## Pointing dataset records

━━━━━━

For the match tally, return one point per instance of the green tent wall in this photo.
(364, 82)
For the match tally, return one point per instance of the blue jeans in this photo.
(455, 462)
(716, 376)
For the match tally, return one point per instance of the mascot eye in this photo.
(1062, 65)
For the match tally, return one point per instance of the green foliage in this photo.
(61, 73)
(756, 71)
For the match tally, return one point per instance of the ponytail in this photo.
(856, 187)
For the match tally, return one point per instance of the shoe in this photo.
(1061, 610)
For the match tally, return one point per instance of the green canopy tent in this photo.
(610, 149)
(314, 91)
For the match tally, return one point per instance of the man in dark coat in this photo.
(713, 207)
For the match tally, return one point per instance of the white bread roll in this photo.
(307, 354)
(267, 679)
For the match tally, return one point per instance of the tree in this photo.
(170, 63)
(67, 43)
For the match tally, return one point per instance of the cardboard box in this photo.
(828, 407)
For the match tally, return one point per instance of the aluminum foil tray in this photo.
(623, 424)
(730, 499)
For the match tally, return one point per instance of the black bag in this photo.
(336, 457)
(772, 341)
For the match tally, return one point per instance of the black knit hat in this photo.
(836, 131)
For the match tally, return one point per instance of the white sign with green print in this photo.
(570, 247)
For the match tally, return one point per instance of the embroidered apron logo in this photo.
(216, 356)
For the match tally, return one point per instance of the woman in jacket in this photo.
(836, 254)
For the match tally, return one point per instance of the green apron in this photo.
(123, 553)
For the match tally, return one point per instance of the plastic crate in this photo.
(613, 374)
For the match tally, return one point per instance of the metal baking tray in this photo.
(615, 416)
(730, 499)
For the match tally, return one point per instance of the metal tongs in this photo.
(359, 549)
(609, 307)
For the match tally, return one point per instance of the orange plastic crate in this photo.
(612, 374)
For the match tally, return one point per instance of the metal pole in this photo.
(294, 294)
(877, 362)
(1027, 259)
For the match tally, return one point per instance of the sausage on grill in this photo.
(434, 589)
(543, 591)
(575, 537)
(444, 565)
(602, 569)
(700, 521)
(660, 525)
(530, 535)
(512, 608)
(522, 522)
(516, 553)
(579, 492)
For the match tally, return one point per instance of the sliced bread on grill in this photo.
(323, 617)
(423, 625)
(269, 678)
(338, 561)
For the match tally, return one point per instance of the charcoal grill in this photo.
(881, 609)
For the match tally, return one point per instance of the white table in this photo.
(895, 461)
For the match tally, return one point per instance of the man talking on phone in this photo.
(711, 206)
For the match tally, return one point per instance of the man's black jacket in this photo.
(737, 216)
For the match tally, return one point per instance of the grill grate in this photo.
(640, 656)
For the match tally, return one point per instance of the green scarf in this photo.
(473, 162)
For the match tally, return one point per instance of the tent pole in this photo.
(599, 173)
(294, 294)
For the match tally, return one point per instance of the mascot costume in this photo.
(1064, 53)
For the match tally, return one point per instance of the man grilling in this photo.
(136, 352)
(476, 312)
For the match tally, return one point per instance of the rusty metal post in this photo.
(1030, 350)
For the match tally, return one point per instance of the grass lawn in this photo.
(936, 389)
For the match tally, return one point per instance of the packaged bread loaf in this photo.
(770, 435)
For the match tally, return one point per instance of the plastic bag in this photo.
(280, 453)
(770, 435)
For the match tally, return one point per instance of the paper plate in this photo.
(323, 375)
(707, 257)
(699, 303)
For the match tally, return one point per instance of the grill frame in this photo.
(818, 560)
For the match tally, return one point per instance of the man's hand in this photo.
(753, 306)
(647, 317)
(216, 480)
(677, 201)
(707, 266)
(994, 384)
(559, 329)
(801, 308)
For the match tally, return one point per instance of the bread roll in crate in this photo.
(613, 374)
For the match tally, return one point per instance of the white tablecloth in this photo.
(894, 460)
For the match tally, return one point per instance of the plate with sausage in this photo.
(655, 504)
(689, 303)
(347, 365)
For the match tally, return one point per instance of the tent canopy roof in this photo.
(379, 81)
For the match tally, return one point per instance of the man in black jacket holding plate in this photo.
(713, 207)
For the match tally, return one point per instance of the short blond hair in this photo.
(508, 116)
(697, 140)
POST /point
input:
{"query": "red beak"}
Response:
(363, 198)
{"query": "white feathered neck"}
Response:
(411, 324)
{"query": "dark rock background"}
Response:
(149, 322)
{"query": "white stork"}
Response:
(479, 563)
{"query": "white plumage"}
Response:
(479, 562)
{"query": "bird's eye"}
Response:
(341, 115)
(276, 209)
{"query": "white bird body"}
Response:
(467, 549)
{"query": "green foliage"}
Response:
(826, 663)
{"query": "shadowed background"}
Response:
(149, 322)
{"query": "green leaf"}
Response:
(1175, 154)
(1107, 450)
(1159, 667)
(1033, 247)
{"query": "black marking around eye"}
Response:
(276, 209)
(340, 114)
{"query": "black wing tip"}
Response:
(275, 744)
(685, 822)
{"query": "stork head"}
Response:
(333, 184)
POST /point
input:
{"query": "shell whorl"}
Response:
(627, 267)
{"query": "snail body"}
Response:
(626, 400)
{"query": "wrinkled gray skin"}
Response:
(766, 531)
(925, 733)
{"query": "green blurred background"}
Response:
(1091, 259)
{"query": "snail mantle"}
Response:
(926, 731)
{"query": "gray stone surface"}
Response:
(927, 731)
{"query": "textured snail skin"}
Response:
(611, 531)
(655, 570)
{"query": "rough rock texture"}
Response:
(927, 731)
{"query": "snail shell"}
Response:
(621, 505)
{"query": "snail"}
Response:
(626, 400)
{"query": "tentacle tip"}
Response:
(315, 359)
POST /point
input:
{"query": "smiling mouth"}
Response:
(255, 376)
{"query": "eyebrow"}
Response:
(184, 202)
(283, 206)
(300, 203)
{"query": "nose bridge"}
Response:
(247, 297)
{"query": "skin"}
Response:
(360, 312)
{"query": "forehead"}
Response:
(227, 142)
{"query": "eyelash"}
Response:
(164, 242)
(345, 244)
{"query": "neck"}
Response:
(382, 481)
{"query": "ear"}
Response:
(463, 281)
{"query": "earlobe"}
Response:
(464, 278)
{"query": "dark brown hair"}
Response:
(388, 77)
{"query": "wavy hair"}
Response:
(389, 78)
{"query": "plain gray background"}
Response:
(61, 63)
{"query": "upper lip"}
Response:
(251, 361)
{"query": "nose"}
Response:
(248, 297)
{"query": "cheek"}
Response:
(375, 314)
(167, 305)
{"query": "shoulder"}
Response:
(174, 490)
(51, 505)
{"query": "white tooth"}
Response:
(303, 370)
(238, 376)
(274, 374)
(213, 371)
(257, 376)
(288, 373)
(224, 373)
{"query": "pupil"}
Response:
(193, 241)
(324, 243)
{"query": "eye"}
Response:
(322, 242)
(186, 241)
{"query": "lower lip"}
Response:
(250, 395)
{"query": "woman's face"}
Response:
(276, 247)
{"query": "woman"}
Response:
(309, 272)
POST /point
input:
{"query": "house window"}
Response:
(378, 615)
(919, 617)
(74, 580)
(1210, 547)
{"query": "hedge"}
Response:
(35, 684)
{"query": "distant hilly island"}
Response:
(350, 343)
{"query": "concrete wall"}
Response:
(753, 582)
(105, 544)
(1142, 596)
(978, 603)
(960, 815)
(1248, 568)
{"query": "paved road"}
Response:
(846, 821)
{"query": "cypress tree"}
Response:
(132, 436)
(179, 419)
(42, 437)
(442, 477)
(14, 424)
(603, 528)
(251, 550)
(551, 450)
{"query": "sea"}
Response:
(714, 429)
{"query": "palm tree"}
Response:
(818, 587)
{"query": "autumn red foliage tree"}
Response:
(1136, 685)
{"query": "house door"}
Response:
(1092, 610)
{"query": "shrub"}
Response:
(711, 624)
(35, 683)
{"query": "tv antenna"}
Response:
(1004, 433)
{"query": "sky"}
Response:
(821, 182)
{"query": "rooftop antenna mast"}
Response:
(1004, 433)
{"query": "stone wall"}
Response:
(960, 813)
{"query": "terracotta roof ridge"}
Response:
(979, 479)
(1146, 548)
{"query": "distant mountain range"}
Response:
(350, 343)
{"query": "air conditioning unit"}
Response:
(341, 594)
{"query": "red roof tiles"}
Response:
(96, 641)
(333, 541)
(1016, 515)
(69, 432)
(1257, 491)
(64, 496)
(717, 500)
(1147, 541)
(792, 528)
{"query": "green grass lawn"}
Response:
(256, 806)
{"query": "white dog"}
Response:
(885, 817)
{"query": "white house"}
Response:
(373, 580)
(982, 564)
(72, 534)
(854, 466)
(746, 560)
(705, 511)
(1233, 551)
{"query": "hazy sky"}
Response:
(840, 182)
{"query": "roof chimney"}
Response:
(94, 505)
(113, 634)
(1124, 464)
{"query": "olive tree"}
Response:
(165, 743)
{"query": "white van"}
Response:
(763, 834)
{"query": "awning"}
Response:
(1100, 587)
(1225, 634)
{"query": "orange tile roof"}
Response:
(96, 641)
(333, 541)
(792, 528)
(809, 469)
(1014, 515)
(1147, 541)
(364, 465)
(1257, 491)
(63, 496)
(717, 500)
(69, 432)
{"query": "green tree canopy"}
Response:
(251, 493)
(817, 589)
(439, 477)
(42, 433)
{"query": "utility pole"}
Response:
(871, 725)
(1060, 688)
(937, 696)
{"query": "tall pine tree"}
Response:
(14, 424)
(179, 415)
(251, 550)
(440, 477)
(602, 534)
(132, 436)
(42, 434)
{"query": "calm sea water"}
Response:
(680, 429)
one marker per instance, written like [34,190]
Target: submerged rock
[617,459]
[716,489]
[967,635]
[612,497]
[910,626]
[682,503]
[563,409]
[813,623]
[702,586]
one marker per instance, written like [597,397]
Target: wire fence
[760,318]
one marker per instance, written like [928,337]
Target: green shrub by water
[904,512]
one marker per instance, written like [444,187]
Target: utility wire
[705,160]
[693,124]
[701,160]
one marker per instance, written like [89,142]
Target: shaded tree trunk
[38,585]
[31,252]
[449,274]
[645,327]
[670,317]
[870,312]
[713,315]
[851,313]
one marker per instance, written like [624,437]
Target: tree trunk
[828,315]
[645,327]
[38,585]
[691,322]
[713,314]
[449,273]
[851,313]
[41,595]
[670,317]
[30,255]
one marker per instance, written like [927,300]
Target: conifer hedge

━━━━━━

## AIM
Give the records from the line containing "grilling in this photo." to the line containing "(1030, 350)", both included, as a JSON list of strings with one string per line and blank lines left out.

## THE RESPONSE
[
  "For the match tally, return one point per instance of the man grilling in this photo.",
  "(136, 352)",
  "(476, 312)",
  "For the match tally, return one point per instance of the rusty metal post in this photo.",
  "(1030, 350)"
]